_Activity:_
Could you write out the lines again, starting at the first one and stopping after the one that contains "box: [293, 312, 363, 330]", with "pixel coordinates" replaced by "image coordinates", everything else unchanged and the pictures left out?
::: Input for this task
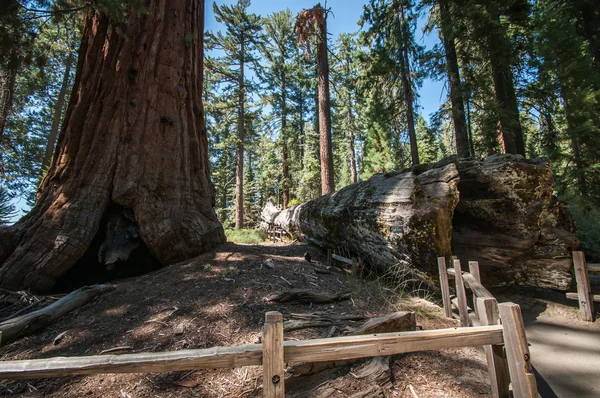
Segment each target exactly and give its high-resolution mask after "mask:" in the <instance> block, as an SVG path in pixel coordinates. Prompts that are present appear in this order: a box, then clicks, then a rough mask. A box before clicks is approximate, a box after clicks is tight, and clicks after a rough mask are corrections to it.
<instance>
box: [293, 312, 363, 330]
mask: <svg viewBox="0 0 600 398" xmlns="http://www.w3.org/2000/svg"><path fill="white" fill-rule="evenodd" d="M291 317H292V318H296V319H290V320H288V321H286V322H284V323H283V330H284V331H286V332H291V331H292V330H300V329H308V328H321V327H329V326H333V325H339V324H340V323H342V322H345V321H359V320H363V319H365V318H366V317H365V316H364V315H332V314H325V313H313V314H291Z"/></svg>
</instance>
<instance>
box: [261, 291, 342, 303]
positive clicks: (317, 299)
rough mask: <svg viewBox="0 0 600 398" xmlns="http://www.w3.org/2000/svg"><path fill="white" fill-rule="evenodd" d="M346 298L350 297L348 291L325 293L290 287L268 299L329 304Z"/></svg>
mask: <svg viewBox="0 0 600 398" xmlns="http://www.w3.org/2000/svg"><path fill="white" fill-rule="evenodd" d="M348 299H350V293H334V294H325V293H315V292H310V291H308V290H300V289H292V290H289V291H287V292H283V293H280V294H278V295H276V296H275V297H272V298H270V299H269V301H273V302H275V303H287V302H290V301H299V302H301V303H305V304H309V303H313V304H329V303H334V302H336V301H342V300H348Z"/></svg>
::::::
_Answer to the problem:_
Segment each target exactly and give its high-resolution mask after "mask:" in the <instance> block, as an SVG path in image coordinates. Prompts that are present appear in this order: a box, then clicks, then a rough mask. A box before clicks is approximate, a box after clicks is tight, and clicks after a rough mask are corrections to it.
<instance>
box: [293, 312, 363, 330]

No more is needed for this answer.